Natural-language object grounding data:

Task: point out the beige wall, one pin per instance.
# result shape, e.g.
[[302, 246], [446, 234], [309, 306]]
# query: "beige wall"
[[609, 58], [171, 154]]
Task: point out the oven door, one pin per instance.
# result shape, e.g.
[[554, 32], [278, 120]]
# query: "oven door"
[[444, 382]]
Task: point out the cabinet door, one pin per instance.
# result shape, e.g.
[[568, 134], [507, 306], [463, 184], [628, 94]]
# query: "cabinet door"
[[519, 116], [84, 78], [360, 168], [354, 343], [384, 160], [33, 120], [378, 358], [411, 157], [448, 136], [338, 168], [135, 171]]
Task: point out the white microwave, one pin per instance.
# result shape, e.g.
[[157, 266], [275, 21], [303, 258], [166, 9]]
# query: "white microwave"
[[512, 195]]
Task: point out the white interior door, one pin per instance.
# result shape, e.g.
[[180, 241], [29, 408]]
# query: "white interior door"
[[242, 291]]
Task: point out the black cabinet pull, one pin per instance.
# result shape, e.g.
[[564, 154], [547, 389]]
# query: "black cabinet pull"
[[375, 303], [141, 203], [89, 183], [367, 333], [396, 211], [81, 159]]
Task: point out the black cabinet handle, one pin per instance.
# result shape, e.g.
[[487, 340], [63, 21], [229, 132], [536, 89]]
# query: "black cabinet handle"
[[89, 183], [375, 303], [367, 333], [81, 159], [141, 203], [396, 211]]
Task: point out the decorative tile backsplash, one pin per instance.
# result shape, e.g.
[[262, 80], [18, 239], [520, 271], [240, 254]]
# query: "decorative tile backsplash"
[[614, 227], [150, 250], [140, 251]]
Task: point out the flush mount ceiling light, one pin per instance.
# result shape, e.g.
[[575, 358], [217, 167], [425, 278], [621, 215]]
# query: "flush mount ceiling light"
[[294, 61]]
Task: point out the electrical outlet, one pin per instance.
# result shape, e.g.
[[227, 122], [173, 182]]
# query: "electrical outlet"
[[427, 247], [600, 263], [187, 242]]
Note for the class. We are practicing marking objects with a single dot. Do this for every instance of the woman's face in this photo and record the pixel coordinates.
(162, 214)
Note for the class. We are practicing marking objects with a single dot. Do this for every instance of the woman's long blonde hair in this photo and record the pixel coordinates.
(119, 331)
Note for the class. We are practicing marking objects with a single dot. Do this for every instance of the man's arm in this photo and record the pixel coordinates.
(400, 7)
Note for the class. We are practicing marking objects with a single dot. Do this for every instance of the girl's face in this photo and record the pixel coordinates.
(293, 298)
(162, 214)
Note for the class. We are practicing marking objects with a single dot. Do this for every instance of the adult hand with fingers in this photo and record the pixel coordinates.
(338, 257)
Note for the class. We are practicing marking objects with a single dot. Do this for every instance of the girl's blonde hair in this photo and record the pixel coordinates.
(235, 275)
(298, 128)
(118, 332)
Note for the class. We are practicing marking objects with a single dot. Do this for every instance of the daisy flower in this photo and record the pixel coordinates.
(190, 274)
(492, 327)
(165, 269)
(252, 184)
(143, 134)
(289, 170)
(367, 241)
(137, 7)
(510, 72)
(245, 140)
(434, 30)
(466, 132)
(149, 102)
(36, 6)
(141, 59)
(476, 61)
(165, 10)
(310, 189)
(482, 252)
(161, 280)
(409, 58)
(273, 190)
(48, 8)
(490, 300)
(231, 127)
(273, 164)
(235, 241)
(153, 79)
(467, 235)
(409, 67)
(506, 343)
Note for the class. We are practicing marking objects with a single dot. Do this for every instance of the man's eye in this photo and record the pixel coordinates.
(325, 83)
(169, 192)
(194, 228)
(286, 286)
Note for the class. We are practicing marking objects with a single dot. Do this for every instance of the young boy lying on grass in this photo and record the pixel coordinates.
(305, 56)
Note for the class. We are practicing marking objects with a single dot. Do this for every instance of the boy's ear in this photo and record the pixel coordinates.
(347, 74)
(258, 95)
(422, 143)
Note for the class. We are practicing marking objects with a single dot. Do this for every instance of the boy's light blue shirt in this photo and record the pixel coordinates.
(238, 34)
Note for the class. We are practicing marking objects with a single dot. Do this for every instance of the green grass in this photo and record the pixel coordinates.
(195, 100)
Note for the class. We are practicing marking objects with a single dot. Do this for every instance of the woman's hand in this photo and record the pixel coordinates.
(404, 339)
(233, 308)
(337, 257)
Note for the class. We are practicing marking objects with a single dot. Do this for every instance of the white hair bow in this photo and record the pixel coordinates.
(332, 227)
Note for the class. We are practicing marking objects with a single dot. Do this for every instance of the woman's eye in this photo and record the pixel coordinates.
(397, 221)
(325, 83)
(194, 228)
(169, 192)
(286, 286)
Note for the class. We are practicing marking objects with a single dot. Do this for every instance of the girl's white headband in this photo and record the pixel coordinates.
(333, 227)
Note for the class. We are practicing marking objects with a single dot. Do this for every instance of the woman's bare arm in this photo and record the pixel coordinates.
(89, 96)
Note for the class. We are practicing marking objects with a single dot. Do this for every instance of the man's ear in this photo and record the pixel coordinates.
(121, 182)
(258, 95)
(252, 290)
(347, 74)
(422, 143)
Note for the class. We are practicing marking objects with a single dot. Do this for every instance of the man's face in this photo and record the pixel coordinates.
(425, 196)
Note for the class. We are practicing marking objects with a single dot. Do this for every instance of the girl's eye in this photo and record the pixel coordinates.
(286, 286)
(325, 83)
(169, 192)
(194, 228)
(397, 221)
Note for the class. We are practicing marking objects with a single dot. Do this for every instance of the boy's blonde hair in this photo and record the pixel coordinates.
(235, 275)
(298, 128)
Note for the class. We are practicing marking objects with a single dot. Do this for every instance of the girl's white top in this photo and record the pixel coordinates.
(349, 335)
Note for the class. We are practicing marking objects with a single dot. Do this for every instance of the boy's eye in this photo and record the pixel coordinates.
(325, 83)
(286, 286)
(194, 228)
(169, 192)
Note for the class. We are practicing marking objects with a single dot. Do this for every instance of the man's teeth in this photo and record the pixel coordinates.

**EXERCISE:**
A complete answer lists each line of the data that holds the word "point".

**RESPONSE:**
Task: point out the beige wall, one pin per instance.
Task: point out the oven door, one pin per instance.
Task: point out the cabinet door, one pin per instance.
Task: point out the white microwave, one pin per instance.
Task: point out the white interior door, one pin per instance.
Task: point out the black cabinet pull, one pin per instance.
Task: point out the black cabinet handle, one pin per instance.
Task: point out the decorative tile backsplash, one pin per instance.
Task: point out the flush mount ceiling light, one pin per instance.
Task: point out the electrical outlet, one pin per instance.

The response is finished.